• [Source text]:

About hearing loss

When a hearing loss develops, sometimes it is so gradual we don't realise it's happening. Sounds get softer. Voices seem muffled. It becomes harder to hear conversation in noisy environments. There is the feeling that something isn't quite right with your hearing.

Your gradual hearing loss may even be more obvious to your family and friends than to you. They may comment on how loud you need the TV or radio, or that when they talk to you, you don't hear them. Does this sound familiar?

What happens when I have a hearing loss?

When the first difficulties arise with hearing or understanding speech, we often try to compensate by:

  • Following people's lip movements and facial expressions to understand what they are saying
  • Filling in gaps that aren't heard in conversations by guessing what they might have said 
  • Nodding and smiling as if everything is being understood even though it isn't
  • Avoiding social situations where we know we will struggle to hear

But all this can be very tiring and stressful as it demands good concentration and constant attention. So the first step forward is acknowledging that you may have a hearing loss and being open to doing something about it.

What causes hearing loss?

The ear is a wonderful, complex organ with three parts: the outer ear, the middle ear and the inner ear. Hearing loss can result from damage to any of these three parts, but the most common form of hearing loss is caused by problems in the inner ear.

Causes of inner ear hearing loss include: hereditary factors, the natural aging process, excessive exposure to noise over time, some types of medication and head injuries.

Hearing loss in the inner ear tends to initially affect high-pitched sounds such as "s", "f", "sh" and "t" play a key role in our ability to understand speech clearly, especially when there is background noise. This is why a person with this type of hearing loss will often say, "I can hear but I don't understand what's being said."

What do I do if I have a hearing loss?

Firstly, if you think you may have a hearing loss, talk to your doctor, or an audiologist at your local hearing clinic (click here to ‘find an expert button’). Hearing care professionals such as an audiologist are trained and qualified to help you make a decision about your hearing.

• [Problems to work on]:
**1)** Check each statement against the text on hearing loss above and say whether it agrees. Give yes or no for each, with the deciding words from the text quoted.
(a) The most common form of hearing loss comes from problems in the middle ear.
(b) Family and friends may notice a gradual hearing loss before the person who has it does.
(c) Excessive exposure to noise over time is listed as a cause of inner ear hearing loss.
**2)** Summarize the text on hearing loss in two sentences.
**3)** Write the next part of the text on hearing loss, picking up after its last sentence.

• [Data provided]:

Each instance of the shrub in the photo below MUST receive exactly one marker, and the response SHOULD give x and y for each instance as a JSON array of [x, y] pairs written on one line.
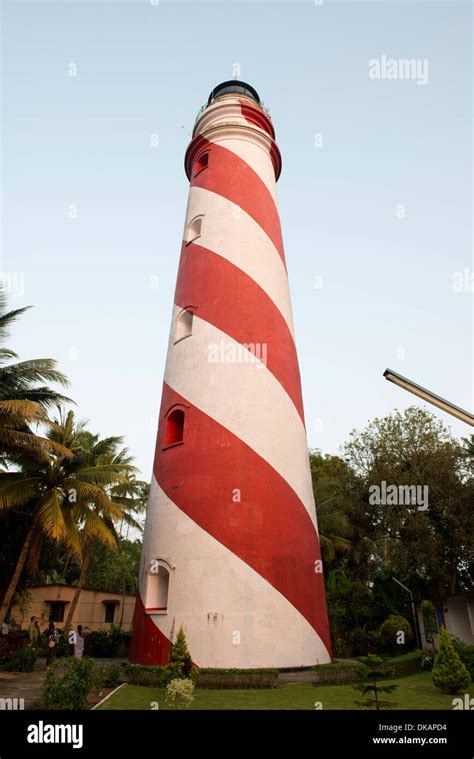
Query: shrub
[[372, 669], [406, 664], [9, 643], [430, 625], [401, 666], [336, 673], [449, 673], [22, 660], [180, 664], [179, 692], [143, 674], [107, 677], [236, 678], [70, 690], [390, 632]]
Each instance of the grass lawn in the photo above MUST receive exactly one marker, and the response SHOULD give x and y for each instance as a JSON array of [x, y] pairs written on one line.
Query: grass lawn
[[414, 692]]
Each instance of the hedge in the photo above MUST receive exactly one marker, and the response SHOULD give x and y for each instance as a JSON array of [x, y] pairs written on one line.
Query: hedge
[[237, 678], [404, 665], [141, 674]]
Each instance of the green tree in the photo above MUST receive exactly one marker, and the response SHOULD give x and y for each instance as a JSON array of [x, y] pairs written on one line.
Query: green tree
[[449, 673], [395, 634], [414, 448], [181, 663], [430, 625], [67, 496], [24, 398], [332, 506], [371, 671]]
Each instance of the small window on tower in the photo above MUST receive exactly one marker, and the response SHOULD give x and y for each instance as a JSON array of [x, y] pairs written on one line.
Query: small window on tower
[[193, 230], [174, 428], [201, 163], [184, 325]]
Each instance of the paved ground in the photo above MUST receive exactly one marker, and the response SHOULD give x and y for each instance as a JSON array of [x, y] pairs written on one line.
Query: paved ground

• [Outputs in order]:
**1)**
(a) No: "the most common form of hearing loss is caused by problems in the inner ear."
(b) Yes: "Your gradual hearing loss may even be more obvious to your family and friends than to you."
(c) Yes: "Causes of inner ear hearing loss include: hereditary factors, the natural aging process, excessive exposure to noise over time, some types of medication and head injuries."

**2)** Hearing loss often develops so gradually that people may not notice it, and they tend to compensate in tiring ways such as following lip movements, guessing at missed words or avoiding social situations. The most common form comes from problems in the inner ear, and anyone who thinks they may have a hearing loss should talk to a doctor or an audiologist.

**3)**
Hearing clinics provide comprehensive hearing testing and expertise in fitting hearing communications solutions. There are many causes of hearing loss, and in some cases hearing loss can be treated without the need for hearing aids.

Also, think about what types of situations you would like improved hearing in and where you have difficulty, so you can let the hearing care professional know at your appointment.

Different levels of hearing loss

After a hearing examination, hearing tests and discussion, your hearing care professional will be able to tell you more about your hearing, your hearing loss and possible steps forward. There are many degrees of hearing loss: your hearing care professional may use one of the following terms to describe the degree of hearing loss that you have.

  • Mild hearing loss: unable to hear soft sounds and difficulty understanding speech in noisy environments. 
  • Moderate hearing loss: unable to hear soft and moderately loud sounds, considerable difficulty in understanding speech, particularly with background noise.
  • Severe hearing loss: unable to hear most sounds. Speakers must raise their voice to be heard. Group conversation is possible only with considerable effort.
  • Profound hearing loss: some very loud sounds are audible but communication without a hearing aid or through sign language is very difficult.